--- begin Dataset records ---

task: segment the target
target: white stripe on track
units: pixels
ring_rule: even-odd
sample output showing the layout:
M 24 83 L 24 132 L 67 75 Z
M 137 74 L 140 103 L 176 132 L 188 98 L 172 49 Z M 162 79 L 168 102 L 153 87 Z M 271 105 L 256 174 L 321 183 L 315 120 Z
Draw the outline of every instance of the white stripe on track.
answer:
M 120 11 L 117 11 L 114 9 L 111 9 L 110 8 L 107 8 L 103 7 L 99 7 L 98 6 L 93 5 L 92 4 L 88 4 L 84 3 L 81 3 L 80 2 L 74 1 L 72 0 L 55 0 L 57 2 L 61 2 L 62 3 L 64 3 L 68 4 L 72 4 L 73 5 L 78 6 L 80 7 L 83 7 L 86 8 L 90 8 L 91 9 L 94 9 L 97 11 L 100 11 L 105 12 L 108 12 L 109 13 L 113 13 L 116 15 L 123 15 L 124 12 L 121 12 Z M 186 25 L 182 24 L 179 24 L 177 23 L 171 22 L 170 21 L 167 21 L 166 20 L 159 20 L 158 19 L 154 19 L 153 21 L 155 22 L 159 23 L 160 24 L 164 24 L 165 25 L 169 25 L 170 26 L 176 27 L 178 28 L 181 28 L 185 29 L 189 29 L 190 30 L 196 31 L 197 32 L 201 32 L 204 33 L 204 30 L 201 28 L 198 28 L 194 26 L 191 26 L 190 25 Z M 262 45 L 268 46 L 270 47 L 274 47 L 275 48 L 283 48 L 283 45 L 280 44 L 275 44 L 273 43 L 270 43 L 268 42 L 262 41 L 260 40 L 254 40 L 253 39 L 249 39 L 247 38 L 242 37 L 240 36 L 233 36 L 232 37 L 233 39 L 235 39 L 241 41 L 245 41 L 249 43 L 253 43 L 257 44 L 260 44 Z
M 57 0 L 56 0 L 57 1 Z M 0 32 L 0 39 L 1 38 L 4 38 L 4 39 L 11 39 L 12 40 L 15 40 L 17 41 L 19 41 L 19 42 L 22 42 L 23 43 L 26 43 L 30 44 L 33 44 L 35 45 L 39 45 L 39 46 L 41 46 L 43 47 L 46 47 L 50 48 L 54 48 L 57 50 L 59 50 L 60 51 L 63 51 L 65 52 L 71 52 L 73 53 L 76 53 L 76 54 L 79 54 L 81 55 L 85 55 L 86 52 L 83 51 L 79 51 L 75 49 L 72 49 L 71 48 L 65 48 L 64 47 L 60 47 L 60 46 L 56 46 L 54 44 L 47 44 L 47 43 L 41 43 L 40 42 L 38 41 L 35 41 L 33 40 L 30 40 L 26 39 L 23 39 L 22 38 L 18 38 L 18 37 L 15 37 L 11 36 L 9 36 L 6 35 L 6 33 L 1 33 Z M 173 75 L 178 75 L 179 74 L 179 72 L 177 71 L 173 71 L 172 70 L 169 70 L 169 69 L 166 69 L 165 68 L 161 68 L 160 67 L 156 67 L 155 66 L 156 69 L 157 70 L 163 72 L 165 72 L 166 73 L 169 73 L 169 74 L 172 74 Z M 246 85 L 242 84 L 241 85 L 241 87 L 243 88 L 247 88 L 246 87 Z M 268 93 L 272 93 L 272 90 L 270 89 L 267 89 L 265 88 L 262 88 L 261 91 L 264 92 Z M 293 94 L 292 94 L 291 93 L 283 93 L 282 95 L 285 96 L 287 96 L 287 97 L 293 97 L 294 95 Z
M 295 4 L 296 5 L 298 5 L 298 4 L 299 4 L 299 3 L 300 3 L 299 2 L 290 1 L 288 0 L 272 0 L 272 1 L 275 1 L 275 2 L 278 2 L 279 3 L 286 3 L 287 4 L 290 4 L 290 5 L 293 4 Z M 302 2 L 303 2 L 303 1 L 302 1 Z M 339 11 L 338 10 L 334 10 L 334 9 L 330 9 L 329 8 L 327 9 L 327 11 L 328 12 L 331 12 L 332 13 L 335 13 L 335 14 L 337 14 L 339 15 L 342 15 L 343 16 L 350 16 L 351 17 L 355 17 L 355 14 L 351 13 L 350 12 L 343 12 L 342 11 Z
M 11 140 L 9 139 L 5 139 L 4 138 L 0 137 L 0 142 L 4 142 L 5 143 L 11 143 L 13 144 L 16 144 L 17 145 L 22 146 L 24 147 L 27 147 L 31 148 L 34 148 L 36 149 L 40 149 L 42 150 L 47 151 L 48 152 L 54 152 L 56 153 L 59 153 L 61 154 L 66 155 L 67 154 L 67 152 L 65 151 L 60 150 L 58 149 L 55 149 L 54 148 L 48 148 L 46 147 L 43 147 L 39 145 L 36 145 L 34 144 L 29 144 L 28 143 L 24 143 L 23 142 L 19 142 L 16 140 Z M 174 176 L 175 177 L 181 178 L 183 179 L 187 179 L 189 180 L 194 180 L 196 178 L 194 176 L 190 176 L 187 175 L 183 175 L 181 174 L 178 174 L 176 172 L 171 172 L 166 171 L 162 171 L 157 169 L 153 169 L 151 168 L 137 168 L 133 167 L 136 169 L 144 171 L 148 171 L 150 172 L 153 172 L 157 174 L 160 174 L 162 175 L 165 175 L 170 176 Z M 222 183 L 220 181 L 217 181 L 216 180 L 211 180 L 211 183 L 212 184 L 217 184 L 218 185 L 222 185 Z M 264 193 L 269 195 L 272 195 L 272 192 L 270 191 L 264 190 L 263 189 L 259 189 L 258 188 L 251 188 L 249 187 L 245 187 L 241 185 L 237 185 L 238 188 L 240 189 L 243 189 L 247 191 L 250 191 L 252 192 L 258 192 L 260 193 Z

--- end Dataset records ---

## [What you are asked to do]
Can you reproduce the entire listing above, line for line, with every character unchanged?

## [Correct result]
task: segment the target
target: white stripe on track
units: pixels
ring_rule: even-odd
sample output showing the layout:
M 24 83 L 24 132 L 67 75 Z
M 137 74 L 140 103 L 176 132 L 188 98 L 172 49 Z M 162 79 L 168 102 L 153 87 Z M 271 105 L 256 174 L 321 183 L 315 120 Z
Draw the outline of every instance of the white stripe on track.
answer:
M 120 11 L 117 11 L 114 9 L 111 9 L 110 8 L 107 8 L 103 7 L 99 7 L 98 6 L 93 5 L 92 4 L 88 4 L 84 3 L 81 3 L 80 2 L 74 1 L 72 0 L 55 0 L 57 2 L 61 2 L 62 3 L 64 3 L 68 4 L 72 4 L 73 5 L 78 6 L 80 7 L 83 7 L 86 8 L 90 8 L 91 9 L 94 9 L 97 11 L 100 11 L 105 12 L 108 12 L 109 13 L 113 13 L 116 15 L 123 15 L 124 12 L 121 12 Z M 186 25 L 182 24 L 179 24 L 177 23 L 171 22 L 170 21 L 167 21 L 166 20 L 159 20 L 158 19 L 154 19 L 153 21 L 155 22 L 159 23 L 160 24 L 164 24 L 165 25 L 169 25 L 170 26 L 176 27 L 178 28 L 181 28 L 185 29 L 189 29 L 190 30 L 196 31 L 197 32 L 201 32 L 204 33 L 204 30 L 201 28 L 198 28 L 194 26 L 191 26 L 190 25 Z M 262 45 L 268 46 L 270 47 L 274 47 L 275 48 L 283 48 L 283 45 L 280 44 L 275 44 L 273 43 L 270 43 L 268 42 L 262 41 L 260 40 L 254 40 L 253 39 L 249 39 L 247 38 L 242 37 L 240 36 L 233 36 L 232 37 L 233 39 L 235 39 L 241 41 L 245 41 L 249 43 L 253 43 L 257 44 L 260 44 Z
M 57 0 L 56 0 L 57 1 Z M 0 32 L 0 39 L 1 38 L 4 38 L 4 39 L 11 39 L 12 40 L 15 40 L 17 41 L 19 41 L 19 42 L 22 42 L 23 43 L 26 43 L 30 44 L 33 44 L 35 45 L 39 45 L 39 46 L 41 46 L 43 47 L 46 47 L 50 48 L 54 48 L 57 50 L 59 50 L 60 51 L 63 51 L 65 52 L 71 52 L 73 53 L 76 53 L 76 54 L 79 54 L 81 55 L 85 55 L 86 52 L 83 51 L 79 51 L 75 49 L 72 49 L 71 48 L 65 48 L 64 47 L 60 47 L 60 46 L 56 46 L 54 44 L 47 44 L 47 43 L 41 43 L 40 42 L 38 41 L 35 41 L 33 40 L 30 40 L 26 39 L 23 39 L 22 38 L 18 38 L 18 37 L 15 37 L 11 36 L 9 36 L 6 35 L 6 33 L 1 33 Z M 173 75 L 178 75 L 179 74 L 179 72 L 177 71 L 173 71 L 172 70 L 169 70 L 169 69 L 166 69 L 165 68 L 161 68 L 160 67 L 156 67 L 155 66 L 156 69 L 157 70 L 163 72 L 165 72 L 166 73 L 169 73 L 169 74 L 172 74 Z M 246 85 L 242 84 L 241 85 L 241 87 L 243 88 L 247 88 L 246 87 Z M 268 93 L 272 93 L 272 90 L 270 89 L 267 89 L 265 88 L 262 88 L 261 91 L 264 92 Z M 293 94 L 292 94 L 291 93 L 283 93 L 282 95 L 285 96 L 287 96 L 287 97 L 293 97 L 294 95 Z
M 295 4 L 296 5 L 298 5 L 298 4 L 299 4 L 299 3 L 300 3 L 299 2 L 290 1 L 288 0 L 272 0 L 272 1 L 275 1 L 275 2 L 278 2 L 279 3 L 286 3 L 287 4 L 290 4 L 290 5 L 293 4 Z M 302 2 L 303 2 L 303 1 L 302 1 Z M 339 11 L 338 10 L 334 10 L 334 9 L 330 9 L 329 8 L 327 9 L 327 11 L 328 12 L 331 12 L 332 13 L 335 13 L 335 14 L 337 14 L 339 15 L 342 15 L 343 16 L 350 16 L 351 17 L 355 17 L 355 14 L 351 13 L 350 12 L 343 12 L 342 11 Z
M 11 140 L 9 139 L 5 139 L 4 138 L 0 137 L 0 142 L 4 142 L 5 143 L 11 143 L 13 144 L 16 144 L 17 145 L 22 146 L 24 147 L 27 147 L 31 148 L 34 148 L 36 149 L 40 149 L 42 150 L 47 151 L 48 152 L 54 152 L 56 153 L 59 153 L 61 154 L 66 155 L 67 154 L 67 152 L 65 151 L 60 150 L 58 149 L 55 149 L 54 148 L 48 148 L 46 147 L 43 147 L 39 145 L 36 145 L 34 144 L 29 144 L 28 143 L 24 143 L 23 142 L 19 142 L 16 140 Z M 174 176 L 175 177 L 181 178 L 183 179 L 187 179 L 189 180 L 194 180 L 196 178 L 194 176 L 190 176 L 187 175 L 183 175 L 181 174 L 178 174 L 176 172 L 171 172 L 166 171 L 162 171 L 157 169 L 153 169 L 151 168 L 137 168 L 133 167 L 136 169 L 144 171 L 148 171 L 150 172 L 153 172 L 157 174 L 160 174 L 162 175 L 165 175 L 170 176 Z M 222 183 L 220 181 L 217 181 L 216 180 L 211 180 L 211 183 L 212 184 L 217 184 L 218 185 L 222 185 Z M 264 193 L 269 195 L 272 195 L 272 192 L 270 191 L 264 190 L 263 189 L 259 189 L 258 188 L 251 188 L 249 187 L 245 187 L 241 185 L 237 185 L 238 188 L 240 189 L 243 189 L 247 191 L 250 191 L 252 192 L 258 192 L 260 193 Z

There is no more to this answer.